**Task instructions:**
Copy the rice blight text starting with "Some of the preventive" and going on through "a certified source.", but change "healthy seeds" to "disease-free seeds".

**Selected excerpt:**
━━━━━━━━━━

Bacterial Blight of Rice Symptoms

When a seedling of the rice plant is affected by the disease, the infected leaves first turn yellow to straw coloured, and later it would wilt and die. And in mature rice plants, it mainly occurs from tillering to panicle formation. Primarily the plant is light green to greyish green and water-soaked streaks appear on the leaves but once it gets affected by the bacterial blight, they form larger yellowish lesions with uneven edges. Further, the leaves become yellow, gradually wilt and die.  In the final stage of the bacterial blight, a milky bacterial ooze is observed dripping from the leaves, this can be left to dry finally a white crust can be observed. 


Effect of Bacterial Blight

Symptoms of bacterial blight of rice are caused by  Xanthomonas oryzae, which can survive on grass weeds or the stubbles of infected plants. These pathogens are spread through the wind, a splash of rain, or irrigational water. This disease spreads more during bad weather conditions like frequent rainfall, wind, and high humidity more than 70 percent, and warm temperature ranging from 25 to 34-degree celsius. More nitrogen fertilizers in the field favours the disease, particularly in susceptible varieties. Rice blight disease is found in both tropical and temperate environments, particularly in lowland rainfed areas. 


Method of Controlling Rice Blight 

There are methods to control rice blight: biological control and chemical control.

Biological Control - Till today there is no biological product, available commercially to control bacterial rice blight. But there are some of the products based on copper that would help to reduce the symptoms but cannot control the disease.

Chemical Method -  To fight against bacterial blight, rice seeds are treated with authorized antibiotics with copper oxychloride or copper sulfate has been recommended.  In some of the countries the use of antibiotics is prohibited, So go through your country guidelines before using them. 


Preventive Measures of Bacterial Blight

Some of the preventive measures taken to prevent bacterial blight of paddy (rice) are:

  • It can be prevented by using healthy seeds, like from a certified source.

  • Bacterial blight-resistant rice varieties, it is one of the most effective and reliable ways to control diseases, and also it is one of the cheapest ways of prevention.

  • By properly handling the seedlings during transplanting.

━━━━━━━━━━

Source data
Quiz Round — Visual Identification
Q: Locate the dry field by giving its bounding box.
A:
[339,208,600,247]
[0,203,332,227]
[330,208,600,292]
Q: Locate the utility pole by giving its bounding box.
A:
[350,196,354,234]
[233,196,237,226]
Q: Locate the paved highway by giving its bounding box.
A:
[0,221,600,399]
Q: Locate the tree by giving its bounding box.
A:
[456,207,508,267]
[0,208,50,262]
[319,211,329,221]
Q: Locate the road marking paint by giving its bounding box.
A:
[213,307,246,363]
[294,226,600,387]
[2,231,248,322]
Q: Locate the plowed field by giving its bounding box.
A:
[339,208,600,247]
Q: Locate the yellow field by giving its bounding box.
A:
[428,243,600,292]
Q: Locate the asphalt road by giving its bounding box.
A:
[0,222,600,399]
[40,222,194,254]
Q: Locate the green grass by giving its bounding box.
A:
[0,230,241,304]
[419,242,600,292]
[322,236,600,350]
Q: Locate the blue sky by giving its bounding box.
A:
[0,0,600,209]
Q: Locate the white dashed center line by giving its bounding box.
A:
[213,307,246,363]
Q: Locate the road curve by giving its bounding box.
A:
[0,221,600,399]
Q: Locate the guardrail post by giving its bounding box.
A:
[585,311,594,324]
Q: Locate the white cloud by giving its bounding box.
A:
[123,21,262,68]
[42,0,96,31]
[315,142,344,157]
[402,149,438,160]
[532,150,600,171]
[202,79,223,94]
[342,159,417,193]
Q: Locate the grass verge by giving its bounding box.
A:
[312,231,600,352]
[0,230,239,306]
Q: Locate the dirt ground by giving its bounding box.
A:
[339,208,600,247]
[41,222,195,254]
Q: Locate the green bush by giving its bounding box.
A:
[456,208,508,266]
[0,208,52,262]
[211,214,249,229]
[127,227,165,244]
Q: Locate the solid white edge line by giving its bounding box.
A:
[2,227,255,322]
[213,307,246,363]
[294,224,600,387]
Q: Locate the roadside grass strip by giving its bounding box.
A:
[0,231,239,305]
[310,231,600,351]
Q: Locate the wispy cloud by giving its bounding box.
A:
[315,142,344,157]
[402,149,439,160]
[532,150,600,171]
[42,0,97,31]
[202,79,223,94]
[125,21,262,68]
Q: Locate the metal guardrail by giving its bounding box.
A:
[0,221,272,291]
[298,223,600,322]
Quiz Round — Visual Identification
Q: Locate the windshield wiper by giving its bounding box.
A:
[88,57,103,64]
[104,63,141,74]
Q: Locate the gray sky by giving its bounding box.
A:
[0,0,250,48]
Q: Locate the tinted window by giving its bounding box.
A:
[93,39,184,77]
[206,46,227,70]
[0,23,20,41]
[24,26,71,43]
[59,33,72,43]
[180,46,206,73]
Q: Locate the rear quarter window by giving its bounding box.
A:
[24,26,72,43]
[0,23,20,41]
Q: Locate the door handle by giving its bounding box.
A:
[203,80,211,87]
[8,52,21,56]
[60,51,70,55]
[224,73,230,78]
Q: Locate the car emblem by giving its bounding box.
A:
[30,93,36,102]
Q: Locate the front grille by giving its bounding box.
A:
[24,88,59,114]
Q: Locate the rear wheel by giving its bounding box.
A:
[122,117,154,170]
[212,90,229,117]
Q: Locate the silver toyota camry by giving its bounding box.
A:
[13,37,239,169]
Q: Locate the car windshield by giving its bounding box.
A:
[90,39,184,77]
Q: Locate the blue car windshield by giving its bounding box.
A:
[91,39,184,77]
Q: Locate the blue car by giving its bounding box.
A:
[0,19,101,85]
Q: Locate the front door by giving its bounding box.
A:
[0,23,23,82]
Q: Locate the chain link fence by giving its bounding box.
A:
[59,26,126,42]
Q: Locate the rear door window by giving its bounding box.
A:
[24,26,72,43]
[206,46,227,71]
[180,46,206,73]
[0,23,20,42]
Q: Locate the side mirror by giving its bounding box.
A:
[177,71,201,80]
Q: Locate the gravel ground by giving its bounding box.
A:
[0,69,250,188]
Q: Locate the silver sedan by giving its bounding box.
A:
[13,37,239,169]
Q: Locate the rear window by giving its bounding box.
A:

━━━━━━━━━━

**Written solution:**
Some of the preventive measures taken to prevent bacterial blight of paddy (rice) are:

  • It can be prevented by using disease-free seeds, like from a certified source.